◆ **Exercise details**
Reproduce everything in the data from the line containing "query | palm tree" down to the end of the data.

[Dataset records on the locations of objects]
^^^^^^^^^^^^^^^^
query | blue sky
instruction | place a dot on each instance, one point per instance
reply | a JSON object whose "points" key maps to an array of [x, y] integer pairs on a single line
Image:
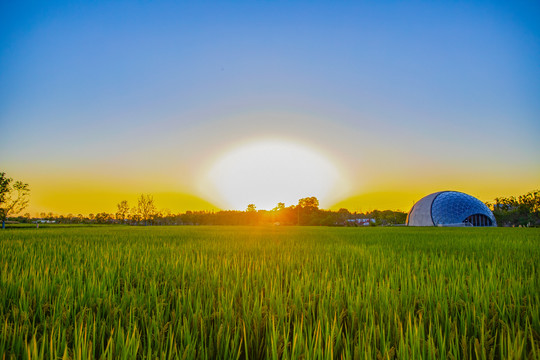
{"points": [[117, 87]]}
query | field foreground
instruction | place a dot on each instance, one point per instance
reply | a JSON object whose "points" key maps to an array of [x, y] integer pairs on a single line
{"points": [[269, 292]]}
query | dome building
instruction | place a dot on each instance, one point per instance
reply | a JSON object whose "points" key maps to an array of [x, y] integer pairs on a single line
{"points": [[450, 208]]}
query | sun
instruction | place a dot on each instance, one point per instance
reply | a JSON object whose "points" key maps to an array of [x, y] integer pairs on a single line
{"points": [[271, 171]]}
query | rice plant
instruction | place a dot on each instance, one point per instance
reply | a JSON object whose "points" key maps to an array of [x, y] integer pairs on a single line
{"points": [[269, 292]]}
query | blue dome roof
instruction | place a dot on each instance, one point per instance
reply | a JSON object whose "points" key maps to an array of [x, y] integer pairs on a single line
{"points": [[451, 207]]}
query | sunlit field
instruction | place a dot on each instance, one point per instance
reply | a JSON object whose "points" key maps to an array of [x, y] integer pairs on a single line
{"points": [[269, 292]]}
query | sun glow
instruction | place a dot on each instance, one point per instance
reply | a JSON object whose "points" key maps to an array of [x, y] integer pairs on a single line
{"points": [[271, 171]]}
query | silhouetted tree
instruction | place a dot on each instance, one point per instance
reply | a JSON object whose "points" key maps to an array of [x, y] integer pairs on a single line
{"points": [[122, 210], [146, 208], [13, 197]]}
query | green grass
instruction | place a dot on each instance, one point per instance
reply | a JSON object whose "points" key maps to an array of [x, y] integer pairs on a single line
{"points": [[269, 292]]}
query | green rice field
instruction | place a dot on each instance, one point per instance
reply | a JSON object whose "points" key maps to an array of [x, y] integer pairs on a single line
{"points": [[269, 292]]}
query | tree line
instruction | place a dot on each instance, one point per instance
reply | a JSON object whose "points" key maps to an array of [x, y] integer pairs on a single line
{"points": [[306, 212], [523, 210]]}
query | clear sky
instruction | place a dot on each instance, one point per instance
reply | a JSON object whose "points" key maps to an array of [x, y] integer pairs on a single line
{"points": [[101, 101]]}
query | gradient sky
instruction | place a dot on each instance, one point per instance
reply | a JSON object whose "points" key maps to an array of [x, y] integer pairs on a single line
{"points": [[101, 101]]}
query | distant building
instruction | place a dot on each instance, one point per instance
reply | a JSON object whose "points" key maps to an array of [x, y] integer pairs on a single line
{"points": [[450, 208]]}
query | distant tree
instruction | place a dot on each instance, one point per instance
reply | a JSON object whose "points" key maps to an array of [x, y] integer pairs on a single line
{"points": [[146, 208], [123, 210], [13, 197]]}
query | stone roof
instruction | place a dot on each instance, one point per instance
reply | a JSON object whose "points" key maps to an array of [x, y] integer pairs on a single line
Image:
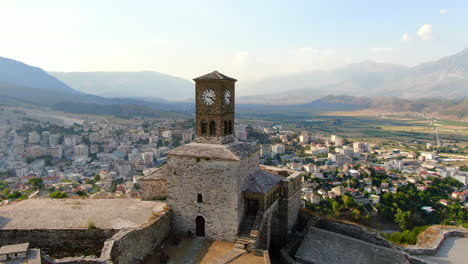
{"points": [[215, 75], [160, 173], [14, 248], [322, 247], [260, 181], [234, 151]]}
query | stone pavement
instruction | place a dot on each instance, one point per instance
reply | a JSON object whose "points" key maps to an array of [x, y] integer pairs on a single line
{"points": [[76, 213]]}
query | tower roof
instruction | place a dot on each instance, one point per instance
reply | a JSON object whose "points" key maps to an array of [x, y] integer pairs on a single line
{"points": [[214, 75]]}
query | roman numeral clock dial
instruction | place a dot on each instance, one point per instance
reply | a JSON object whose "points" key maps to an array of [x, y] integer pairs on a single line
{"points": [[227, 97], [208, 97]]}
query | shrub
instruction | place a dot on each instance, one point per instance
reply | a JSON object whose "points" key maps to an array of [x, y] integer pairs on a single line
{"points": [[91, 224], [58, 195]]}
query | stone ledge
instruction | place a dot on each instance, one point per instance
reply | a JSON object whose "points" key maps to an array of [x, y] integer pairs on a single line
{"points": [[431, 247]]}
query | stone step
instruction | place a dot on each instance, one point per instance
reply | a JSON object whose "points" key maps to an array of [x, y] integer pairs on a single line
{"points": [[230, 256]]}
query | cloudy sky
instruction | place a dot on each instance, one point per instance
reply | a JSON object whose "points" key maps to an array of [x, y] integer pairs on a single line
{"points": [[248, 40]]}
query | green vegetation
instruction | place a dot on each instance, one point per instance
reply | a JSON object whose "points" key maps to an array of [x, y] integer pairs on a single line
{"points": [[3, 185], [47, 160], [404, 207], [91, 224], [58, 195], [343, 207], [406, 237], [7, 174], [36, 183]]}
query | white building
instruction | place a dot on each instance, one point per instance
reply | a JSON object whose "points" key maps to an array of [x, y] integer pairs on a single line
{"points": [[148, 158], [278, 149], [81, 150], [33, 137], [304, 138]]}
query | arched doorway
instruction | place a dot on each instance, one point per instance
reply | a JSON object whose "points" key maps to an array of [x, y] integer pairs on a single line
{"points": [[212, 128], [200, 223]]}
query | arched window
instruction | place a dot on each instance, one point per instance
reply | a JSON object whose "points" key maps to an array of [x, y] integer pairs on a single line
{"points": [[204, 127], [200, 226], [212, 128], [226, 129], [230, 127]]}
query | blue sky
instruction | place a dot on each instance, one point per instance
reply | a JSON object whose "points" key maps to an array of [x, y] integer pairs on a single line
{"points": [[246, 39]]}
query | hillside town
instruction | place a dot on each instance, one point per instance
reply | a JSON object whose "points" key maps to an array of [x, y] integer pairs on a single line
{"points": [[105, 159]]}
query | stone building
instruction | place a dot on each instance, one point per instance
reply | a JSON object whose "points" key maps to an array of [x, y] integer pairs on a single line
{"points": [[215, 186]]}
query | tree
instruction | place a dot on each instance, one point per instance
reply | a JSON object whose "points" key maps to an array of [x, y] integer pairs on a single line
{"points": [[58, 195], [36, 183], [336, 208], [347, 201], [402, 218], [355, 214], [97, 178]]}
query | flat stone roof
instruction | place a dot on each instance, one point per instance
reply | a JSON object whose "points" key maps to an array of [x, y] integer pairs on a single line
{"points": [[16, 248], [76, 213], [325, 247], [234, 151]]}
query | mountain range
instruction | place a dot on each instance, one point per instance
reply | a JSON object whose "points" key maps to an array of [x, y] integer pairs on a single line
{"points": [[128, 84], [444, 78], [357, 86], [24, 85]]}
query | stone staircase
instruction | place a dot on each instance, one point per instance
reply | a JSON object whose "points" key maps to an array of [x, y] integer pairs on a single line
{"points": [[230, 256], [246, 225], [246, 239]]}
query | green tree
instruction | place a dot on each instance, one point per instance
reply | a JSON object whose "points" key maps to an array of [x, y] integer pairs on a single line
{"points": [[402, 218], [336, 208], [355, 214], [58, 195], [36, 183], [97, 178]]}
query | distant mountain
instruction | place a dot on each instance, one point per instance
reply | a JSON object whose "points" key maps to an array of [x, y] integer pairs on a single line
{"points": [[19, 74], [128, 84], [451, 107], [24, 85], [445, 78]]}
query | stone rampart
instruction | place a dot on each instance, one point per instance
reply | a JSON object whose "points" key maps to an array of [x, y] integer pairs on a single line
{"points": [[131, 246], [354, 231], [59, 242], [433, 246], [128, 246]]}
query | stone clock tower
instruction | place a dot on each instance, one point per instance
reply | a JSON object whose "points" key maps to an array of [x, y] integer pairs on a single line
{"points": [[206, 177], [214, 94]]}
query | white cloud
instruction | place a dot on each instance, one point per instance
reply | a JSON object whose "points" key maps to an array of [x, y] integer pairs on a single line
{"points": [[307, 58], [381, 51], [240, 58], [405, 37], [425, 32]]}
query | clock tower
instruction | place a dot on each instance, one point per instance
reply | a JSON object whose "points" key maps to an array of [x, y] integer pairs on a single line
{"points": [[215, 95]]}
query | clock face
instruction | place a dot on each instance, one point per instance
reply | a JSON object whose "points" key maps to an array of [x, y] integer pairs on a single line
{"points": [[208, 97], [228, 97]]}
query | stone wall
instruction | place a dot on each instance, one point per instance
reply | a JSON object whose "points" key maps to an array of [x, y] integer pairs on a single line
{"points": [[294, 204], [220, 184], [434, 245], [55, 241], [128, 246], [355, 231], [131, 246], [153, 189]]}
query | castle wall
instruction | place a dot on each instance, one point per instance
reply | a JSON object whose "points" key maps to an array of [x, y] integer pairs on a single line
{"points": [[219, 183], [132, 245], [153, 189], [59, 242]]}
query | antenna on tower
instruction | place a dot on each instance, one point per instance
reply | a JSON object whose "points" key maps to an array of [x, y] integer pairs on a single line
{"points": [[437, 137]]}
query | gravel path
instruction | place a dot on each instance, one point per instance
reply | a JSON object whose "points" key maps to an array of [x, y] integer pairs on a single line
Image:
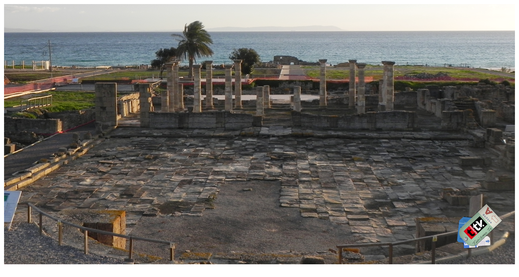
{"points": [[24, 245], [43, 149], [505, 254]]}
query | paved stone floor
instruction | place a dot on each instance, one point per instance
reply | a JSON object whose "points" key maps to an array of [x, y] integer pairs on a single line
{"points": [[373, 187]]}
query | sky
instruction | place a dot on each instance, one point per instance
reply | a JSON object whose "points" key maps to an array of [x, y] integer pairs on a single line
{"points": [[156, 16]]}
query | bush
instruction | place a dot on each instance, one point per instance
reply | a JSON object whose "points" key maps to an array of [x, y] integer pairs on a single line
{"points": [[25, 115]]}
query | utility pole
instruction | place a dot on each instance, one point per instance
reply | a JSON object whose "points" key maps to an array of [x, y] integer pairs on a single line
{"points": [[50, 60]]}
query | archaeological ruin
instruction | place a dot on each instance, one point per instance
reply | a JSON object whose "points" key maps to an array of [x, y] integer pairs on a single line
{"points": [[231, 174]]}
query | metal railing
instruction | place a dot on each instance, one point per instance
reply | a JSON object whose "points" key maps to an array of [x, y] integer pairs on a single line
{"points": [[433, 239], [60, 224], [36, 102]]}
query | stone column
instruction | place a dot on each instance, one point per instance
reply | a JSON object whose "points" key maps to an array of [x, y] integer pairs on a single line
{"points": [[145, 103], [209, 85], [228, 87], [322, 84], [106, 106], [237, 84], [389, 84], [197, 89], [180, 96], [266, 97], [352, 93], [297, 99], [260, 111], [381, 97], [174, 99], [361, 97]]}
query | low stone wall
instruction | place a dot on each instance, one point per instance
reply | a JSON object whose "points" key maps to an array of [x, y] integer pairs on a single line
{"points": [[386, 121], [205, 120], [128, 104], [405, 100], [38, 126]]}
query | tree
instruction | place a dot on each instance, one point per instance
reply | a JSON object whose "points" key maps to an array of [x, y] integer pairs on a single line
{"points": [[249, 58], [163, 56], [193, 43]]}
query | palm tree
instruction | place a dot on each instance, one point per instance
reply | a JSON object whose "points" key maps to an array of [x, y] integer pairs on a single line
{"points": [[193, 43]]}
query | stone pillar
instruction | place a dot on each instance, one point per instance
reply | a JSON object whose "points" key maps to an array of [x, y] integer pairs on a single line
{"points": [[237, 84], [228, 87], [381, 102], [176, 103], [297, 99], [260, 111], [352, 93], [180, 96], [389, 84], [145, 103], [266, 97], [106, 106], [197, 89], [361, 98], [209, 85], [166, 97], [322, 84]]}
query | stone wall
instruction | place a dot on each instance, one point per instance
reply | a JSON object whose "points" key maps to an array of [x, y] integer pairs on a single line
{"points": [[405, 100], [38, 126], [205, 120], [128, 104], [486, 116], [386, 121], [73, 118]]}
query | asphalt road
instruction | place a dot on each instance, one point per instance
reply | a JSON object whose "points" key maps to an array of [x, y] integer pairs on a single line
{"points": [[43, 149]]}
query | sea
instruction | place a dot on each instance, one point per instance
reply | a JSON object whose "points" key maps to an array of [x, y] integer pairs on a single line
{"points": [[475, 49]]}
^^^^^^^^^^^^^^^^
◆ **Reply**
query | palm tree
instruction | place a dot on each instance, one point per instance
reply | a JSON object whose "points" key maps to an array of [x, y] integer pairs on a single line
{"points": [[193, 43]]}
query | stone pillar
instruction | place a dot on each instance, one point per instance
reply | a JSON object whose "points" key maps to an array of [x, y] integer pairs on a single line
{"points": [[237, 84], [228, 87], [381, 102], [176, 103], [297, 99], [260, 111], [352, 93], [180, 96], [389, 84], [145, 103], [266, 97], [106, 106], [197, 89], [361, 98], [209, 85], [166, 97], [322, 84]]}
query | stone wall
instruction | place a dot on each instance, one point per instance
reply | a JSON object whose "points" key maps to an array of [x, y] integer pairs on a single line
{"points": [[405, 100], [38, 126], [205, 120], [128, 104], [486, 116], [386, 121], [73, 118]]}
query | asphalt road
instruction | place a dot on each instance, one point per instance
reply | a JSON object whose "points" key maps to an array of [x, y] integer pairs on a single line
{"points": [[43, 149]]}
query | sea
instruction | place a dot on each instance, one point per instance
reply | a JSON object whose "points" key maps to an array of [x, y] integer pairs on a single line
{"points": [[475, 49]]}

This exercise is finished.